Skip to content

SSE Stream Resume

How Soliplex uses the AG-UI protocol and the run_event message store to let clients transparently reconnect to an in-flight run after a dropped network connection.

Why this exists

AG-UI runs are long-lived, token-by-token SSE streams. A mobile radio flap, a proxy idle-timeout, or a sleeping laptop can tear the connection down mid-response. Without resume, the user sees a partial message and the run appears broken even though the agent is still running on the server. With resume, the agent keeps running, the client reconnects with a Last-Event-ID, and the UI catches up to the current state as if nothing happened.

The mechanism is the browser-standard SSE resume primitive (WHATWG spec) plus a persistent copy of every streamed event so the server can replay from an arbitrary point.

Architecture

Three layers collaborate:

  1. Protocol layer — every data: frame on the wire carries an id: prefix of the form {run_id}:{event_index}. The client echoes the most recently seen id back on reconnect via the Last-Event-ID HTTP header.
  2. Storage layer — every event the agent emits is written to the run_event table (ordered by its autoincrement primary key) before being flushed to the live SSE stream. A separate finished timestamp on the run row tells reconnecting consumers when polling can stop.
  3. Client layer — the Flutter AgUiStreamClient tracks the last seen id, detects stream drops, reconnects with Last-Event-ID, and emits lifecycle CustomEvents (stream.reconnecting, stream.reconnected, stream.reconnect_failed) so the UI can show a toast.

Event identifier format

id: {run_id}:{event_index}
data: {<json-encoded AG-UI event>}
  • run_id is the UUID of the Run row — identifies which stream this event belongs to when multiple runs overlap in the same thread.

■ **Stored data**
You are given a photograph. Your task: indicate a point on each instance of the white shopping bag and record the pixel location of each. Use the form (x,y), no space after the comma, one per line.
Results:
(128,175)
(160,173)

■ **Jobs**
(1) In the SSE stream resume page, which HTTP header does the client use to send back the most recently seen id when it reconnects?
(2) Extend the SSE stream resume page from where it stops.

■ **Answers to the tasks**
(1) The Last-Event-ID header.

(2)
  • event_index is a monotonically-increasing integer starting at 0, scoped to a single run. It is not a global sequence number; each run has its own. It is not stored as its own column — it is the position of the event within its run's events list, whose ordering is guaranteed by the autoincrement id_ primary key on run_event.
  • Keepalive comments (: keepalive …) and any non-data: frames pass through without an id: prefix — they do not consume an index and cannot be resumed against.

soliplex.views.streaming.add_sse_event_ids() is the only place ids are written; on reconnect it is re-entered with start_index = after_index + 1 so the replayed stream picks up exactly where the client left off.

Server side

Normal first-connect path

POST /v1/rooms/{room_id}/agui/{thread_id}/{run_id} (no Last-Event-ID)

  1. Authorize the user for the room.
  2. Persist the RunAgentInput via add_run_input().
  3. Spawn a background task drive_llm_stream() that consumes the agent's event stream and:
  4. pushes each event onto an unbounded asyncio.Queue (for the live SSE consumer), and
  5. writes each event to run_event with its monotonic event_index via save_single_event().
  6. When the agent completes (or errors), drive_llm_stream() puts a sentinel on the queue and calls finish_run() which stamps run.finished with the current time.
  7. The HTTP response streams events drained from the queue, encoded by the AG-UI adapter, tagged with ids by add_sse_event_ids(), wrapped with keepalives, and returned as a StreamingResponse.

Critical decoupling: drive_llm_stream() is a create_task() coroutine, not awaited inline. The queue is unbounded. Together this means a client disconnect cancels only the SSE response — the background task keeps draining the agent, persisting events, and marking the run finished. A reconnecting client can then pick up the full tail, including events written after it disconnected.

Reconnect path

When the request carries a Last-Event-ID: {run_id}:{N} header, soliplex.views.agui.post_room_agui_thread_id_run_id takes a completely different path:

  1. parse_last_event_id() splits on the final : and extracts after_index = N. Malformed values are treated as if the header was absent (i.e. a fresh run is attempted).
  2. Authorize the user for the room (same check as first-connect).
  3. Skip add_run_input, skip the agent, skip drive_llm_stream — the run is already executing (or finished) somewhere else.
  4. Create a stream_from_db() generator scoped to (user_name, room_id, thread_id, run_id, after_index=N).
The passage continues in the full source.